▸ **Task description**
Each line from the one holding "Please drop a marker on the grab" to the last line below must be written out exactly, with no other output.

▸ **Data excerpts**
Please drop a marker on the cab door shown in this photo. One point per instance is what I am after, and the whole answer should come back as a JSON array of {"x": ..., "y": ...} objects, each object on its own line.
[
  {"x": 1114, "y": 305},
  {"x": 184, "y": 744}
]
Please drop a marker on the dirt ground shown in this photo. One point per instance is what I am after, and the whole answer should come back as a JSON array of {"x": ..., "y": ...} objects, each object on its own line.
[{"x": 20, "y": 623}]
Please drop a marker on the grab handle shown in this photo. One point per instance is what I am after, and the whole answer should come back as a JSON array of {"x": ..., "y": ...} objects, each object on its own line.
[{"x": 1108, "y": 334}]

▸ **Result**
Please drop a marker on the grab handle shown in this photo. One point per instance is what I am after, and the whole answer should come back as a JSON array of {"x": ..., "y": ...} objects, each object on its own line.
[{"x": 1108, "y": 334}]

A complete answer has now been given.